# START OF Provided information

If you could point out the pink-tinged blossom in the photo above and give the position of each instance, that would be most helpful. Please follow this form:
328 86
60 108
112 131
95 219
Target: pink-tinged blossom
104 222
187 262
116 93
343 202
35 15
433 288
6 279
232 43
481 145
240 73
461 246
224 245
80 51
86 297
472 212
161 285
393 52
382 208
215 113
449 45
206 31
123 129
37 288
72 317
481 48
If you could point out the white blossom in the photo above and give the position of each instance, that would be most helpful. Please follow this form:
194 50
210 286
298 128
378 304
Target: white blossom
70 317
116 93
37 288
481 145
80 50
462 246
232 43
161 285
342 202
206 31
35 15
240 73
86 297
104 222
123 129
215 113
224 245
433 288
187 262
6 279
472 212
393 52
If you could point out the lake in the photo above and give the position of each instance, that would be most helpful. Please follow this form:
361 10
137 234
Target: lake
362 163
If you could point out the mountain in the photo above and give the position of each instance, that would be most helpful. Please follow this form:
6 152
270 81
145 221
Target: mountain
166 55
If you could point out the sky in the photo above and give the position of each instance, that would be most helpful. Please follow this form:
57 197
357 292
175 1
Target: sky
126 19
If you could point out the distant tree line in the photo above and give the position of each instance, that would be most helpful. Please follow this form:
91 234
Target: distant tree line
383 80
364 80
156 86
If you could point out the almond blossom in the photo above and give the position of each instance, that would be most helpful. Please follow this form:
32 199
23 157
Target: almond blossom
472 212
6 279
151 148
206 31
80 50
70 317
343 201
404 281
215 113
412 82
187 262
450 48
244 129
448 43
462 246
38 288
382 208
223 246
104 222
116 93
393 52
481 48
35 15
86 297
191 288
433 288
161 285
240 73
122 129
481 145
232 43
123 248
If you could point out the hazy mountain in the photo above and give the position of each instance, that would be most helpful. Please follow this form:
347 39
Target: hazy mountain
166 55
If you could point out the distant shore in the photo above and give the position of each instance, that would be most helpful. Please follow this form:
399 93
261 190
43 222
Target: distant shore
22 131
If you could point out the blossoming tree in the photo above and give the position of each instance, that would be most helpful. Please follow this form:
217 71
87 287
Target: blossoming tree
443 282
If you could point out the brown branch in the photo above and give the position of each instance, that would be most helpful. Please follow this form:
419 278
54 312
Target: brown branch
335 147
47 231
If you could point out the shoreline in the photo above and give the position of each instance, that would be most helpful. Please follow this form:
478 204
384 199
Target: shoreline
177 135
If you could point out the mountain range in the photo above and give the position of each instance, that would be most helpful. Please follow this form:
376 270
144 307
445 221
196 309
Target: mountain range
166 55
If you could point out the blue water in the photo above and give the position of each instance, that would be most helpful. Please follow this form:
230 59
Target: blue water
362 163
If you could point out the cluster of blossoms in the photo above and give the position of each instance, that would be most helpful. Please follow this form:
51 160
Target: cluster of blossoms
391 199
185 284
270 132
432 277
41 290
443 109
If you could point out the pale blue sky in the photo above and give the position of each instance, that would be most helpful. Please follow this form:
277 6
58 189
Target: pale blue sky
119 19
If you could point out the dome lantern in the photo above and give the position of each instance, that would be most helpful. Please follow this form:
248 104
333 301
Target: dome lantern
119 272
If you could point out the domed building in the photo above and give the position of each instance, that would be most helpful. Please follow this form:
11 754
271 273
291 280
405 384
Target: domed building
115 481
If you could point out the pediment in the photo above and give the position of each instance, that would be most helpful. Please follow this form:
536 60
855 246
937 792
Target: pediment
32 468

# END OF Provided information

• _Instructions for the task_
Rewrite every line of the items above as a numbered list, leaving out any blank lines.

• _Solution to this exercise_
1. If you could point out the pink-tinged blossom in the photo above and give the position of each instance, that would be most helpful. Please follow this form:
2. 328 86
3. 60 108
4. 112 131
5. 95 219
6. Target: pink-tinged blossom
7. 104 222
8. 187 262
9. 116 93
10. 343 202
11. 35 15
12. 433 288
13. 6 279
14. 232 43
15. 481 145
16. 240 73
17. 461 246
18. 224 245
19. 80 51
20. 86 297
21. 472 212
22. 161 285
23. 393 52
24. 382 208
25. 215 113
26. 449 45
27. 206 31
28. 123 129
29. 37 288
30. 72 317
31. 481 48
32. If you could point out the white blossom in the photo above and give the position of each instance, that would be most helpful. Please follow this form:
33. 194 50
34. 210 286
35. 298 128
36. 378 304
37. Target: white blossom
38. 70 317
39. 116 93
40. 37 288
41. 481 145
42. 80 50
43. 462 246
44. 232 43
45. 161 285
46. 342 202
47. 206 31
48. 35 15
49. 240 73
50. 86 297
51. 104 222
52. 123 129
53. 215 113
54. 224 245
55. 433 288
56. 187 262
57. 6 279
58. 472 212
59. 393 52
60. If you could point out the lake in the photo above and give the position of each instance, that would be most helpful. Please follow this form:
61. 361 10
62. 137 234
63. Target: lake
64. 362 163
65. If you could point out the mountain in the photo above and give the position of each instance, that would be most helpful. Please follow this form:
66. 6 152
67. 270 81
68. 145 221
69. Target: mountain
70. 166 55
71. If you could point out the sky in the photo above and give the position of each instance, that would be most helpful. Please follow this form:
72. 57 197
73. 357 292
74. 175 1
75. Target: sky
76. 126 19
77. If you could point out the distant tree line in the photo above and give the position of each instance, that would be most helpful. Please follow this form:
78. 91 234
79. Target: distant tree line
80. 383 80
81. 364 80
82. 156 86
83. If you could point out the almond blossom in the photo above and give the position of each instance, that would be most helpful. Please follow this form:
84. 32 199
85. 23 157
86. Target: almond blossom
87. 472 212
88. 6 279
89. 151 148
90. 206 31
91. 80 50
92. 70 317
93. 343 201
94. 404 281
95. 215 113
96. 412 82
97. 187 262
98. 450 48
99. 244 129
100. 448 43
101. 462 246
102. 38 288
103. 382 208
104. 223 246
105. 104 222
106. 116 93
107. 393 52
108. 481 48
109. 35 15
110. 86 297
111. 191 288
112. 433 288
113. 161 285
114. 240 73
115. 122 129
116. 481 145
117. 232 43
118. 123 248
119. If you could point out the hazy mountain in the photo above and give the position of each instance, that would be most helpful. Please follow this form:
120. 347 39
121. Target: hazy mountain
122. 166 55
123. If you could point out the distant shore in the photo above and give the position of each instance, that would be most helpful. Please follow this form:
124. 399 93
125. 261 190
126. 43 222
127. Target: distant shore
128. 22 131
129. If you could point out the blossoming tree in the photo above and give the position of each instance, that would be most helpful. Please follow this form:
130. 217 71
131. 87 287
132. Target: blossoming tree
133. 443 282
134. If you could point out the brown branch in the photo above and give the position of each instance, that would be most helpful. Please follow this form:
135. 419 278
136. 54 312
137. Target: brown branch
138. 335 147
139. 47 231
140. If you could point out the shoreline in the photo above and give the position of each instance, that would be most helpful. Please follow this form:
141. 478 204
142. 384 199
143. Target: shoreline
144. 177 135
145. If you could point out the mountain range in the photo above and give the position of each instance, that would be most helpful. Please follow this form:
146. 376 270
147. 144 307
148. 445 221
149. 196 309
150. Target: mountain range
151. 166 55
152. If you could point out the blue water in the photo above and give the position of each instance, that would be most helpful. Please follow this form:
153. 230 59
154. Target: blue water
155. 362 163
156. If you could point out the cluster of blossoms in the photo above and give the position of each instance, that would be most helpful. Please follow this form:
157. 51 160
158. Target: cluster of blossoms
159. 391 199
160. 185 284
161. 270 132
162. 432 277
163. 41 290
164. 443 109
165. If you could point out the pale blue sky in the photo above and give the position of each instance, that would be most helpful. Please follow this form:
166. 277 6
167. 58 189
168. Target: pale blue sky
169. 119 19
170. If you could point out the dome lantern in the photo above and give the position of each instance, that would be most helpful. Please follow this form:
171. 248 104
172. 333 301
173. Target: dome lantern
174. 119 272
175. If you could point out the domed building in the photo above and give the position of each instance, that would be most helpful. Please follow this form:
176. 11 754
177. 271 273
178. 291 280
179. 405 384
180. Target: domed building
181. 115 481
182. If you could point out the pediment in the photo above and give the position of each instance, that would be most helpful. Please follow this form:
183. 536 60
184. 855 246
185. 937 792
186. Target: pediment
187. 32 468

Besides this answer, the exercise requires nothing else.